### SUPPLIED PASSAGE

How to Improve Discount Retailer Operations

By Vladik Rikhter

walmart-neighborhood-market

Walmart is often the subject of negative press, but that’s bound to happen when you’re No. 1 on the 2014 Fortune 500 list of the world’s largest companies by revenue. Walmart is not just the preeminent big-box, discount retailer in the United States – it’s a global empire. Domestically, the company operates more than 5,000 stores and clubs nationwide. Globally, it operates an additional 6,000 retail units in 27 countries.

For the fiscal year ended Jan. 31, 2014, Walmart increased net sales by 1.6 percent to $473.1 billion. As of this month, it captured 25 percent of the U.S. grocery market, making it the largest grocery retailer in the country. However, Walmart also ranked lowest in freshness, according to a May 2015 Consumer Reports ranking. The company is currently trying to address this discrepancy between traffic and customer satisfaction.

In February of last year, Walmart announced plans to add 270 to 300 small-format stores in fiscal year 2015, which was twice the amount initially forecasted. According to the company, comp sales were “driven by fresh and pharmacy.” Put simply, Walmart looked at its sales data and learned that many customers prefer a smaller store when making a quick stop for groceries or picking up a prescription.

Walmart is not the only discount retailer tweaking its business model in terms of store size. Target, which calls itself the “upscale discount retailer,” is expanding its TargetExpress concept to more markets, including urban areas. By the end of the year, nine major cities will have these small-format stores.

######
### DATA SHOWN

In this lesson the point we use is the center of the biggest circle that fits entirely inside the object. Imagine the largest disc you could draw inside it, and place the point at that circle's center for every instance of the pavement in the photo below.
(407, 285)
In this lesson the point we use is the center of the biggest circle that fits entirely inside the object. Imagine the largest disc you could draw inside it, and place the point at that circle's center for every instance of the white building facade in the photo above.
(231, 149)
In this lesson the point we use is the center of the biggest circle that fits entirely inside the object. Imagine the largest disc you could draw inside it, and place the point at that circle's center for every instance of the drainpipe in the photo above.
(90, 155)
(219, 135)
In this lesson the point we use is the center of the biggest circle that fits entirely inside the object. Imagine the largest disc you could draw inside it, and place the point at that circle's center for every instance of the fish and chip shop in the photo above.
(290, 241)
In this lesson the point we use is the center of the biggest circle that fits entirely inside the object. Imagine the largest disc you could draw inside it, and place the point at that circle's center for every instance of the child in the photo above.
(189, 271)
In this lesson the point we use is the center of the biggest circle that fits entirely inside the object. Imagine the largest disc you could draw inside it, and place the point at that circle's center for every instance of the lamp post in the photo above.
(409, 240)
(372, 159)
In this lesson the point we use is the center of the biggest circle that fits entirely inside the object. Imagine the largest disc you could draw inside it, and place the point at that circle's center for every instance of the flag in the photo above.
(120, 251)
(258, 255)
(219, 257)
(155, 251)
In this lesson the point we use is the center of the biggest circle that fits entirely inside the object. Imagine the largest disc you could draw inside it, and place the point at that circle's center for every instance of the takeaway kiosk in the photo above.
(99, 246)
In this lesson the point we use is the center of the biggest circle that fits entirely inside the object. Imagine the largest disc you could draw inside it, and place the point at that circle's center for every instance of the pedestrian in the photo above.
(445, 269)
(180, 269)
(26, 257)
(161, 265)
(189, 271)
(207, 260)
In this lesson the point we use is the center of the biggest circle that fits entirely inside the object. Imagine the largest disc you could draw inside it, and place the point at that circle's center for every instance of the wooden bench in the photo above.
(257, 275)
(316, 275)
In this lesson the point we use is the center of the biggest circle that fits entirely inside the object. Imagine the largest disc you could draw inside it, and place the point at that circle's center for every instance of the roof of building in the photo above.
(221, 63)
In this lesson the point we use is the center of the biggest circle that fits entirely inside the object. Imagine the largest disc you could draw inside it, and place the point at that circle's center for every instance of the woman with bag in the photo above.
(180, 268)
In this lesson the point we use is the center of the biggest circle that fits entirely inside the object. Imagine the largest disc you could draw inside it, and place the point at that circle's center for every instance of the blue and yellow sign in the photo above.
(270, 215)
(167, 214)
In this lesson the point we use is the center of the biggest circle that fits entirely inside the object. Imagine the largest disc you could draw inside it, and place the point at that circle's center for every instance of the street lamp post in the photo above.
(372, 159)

######

ACTIVITIES ->
1. Answer these about the article on discount retailers:
(a) In how many countries does Walmart operate its additional retail units abroad?
(b) What share of the U.S. grocery market did Walmart capture?
(c) What does Target call itself?
2. Extend the article on discount retailers, writing on from its final sentence.
The data here has no connection to the article on discount retailers.

ANSWERS BY ITEM ->
1.
(a) 27 countries
(b) 25 percent
(c) The "upscale discount retailer"

2.
Thinking Small for Big Rewards

If you’re a smaller discount retailer, it’s good to be you right now! The size of your operation in on trend. You might not have your own private-label products or handle distribution from your own supercenter (as Walmart does), but you can improve your vendor relationships to stock products quickly and efficiently.

Here are three areas to focus on:

  1. Improve how you communicate between your stores regarding pricing and promotions.
  2. Raise the level of customer service by responding to issues as they arise.
  3. Stay true to your individuality. Get to know your local customers and their preferences.

Learn from the discount retail giants by running a lean and efficient operation, but keep in mind that more customers are looking for alternatives to the supercenter shopping experience. You can reap big rewards if you answer the call for smaller, easily navigable and well-stocked stores.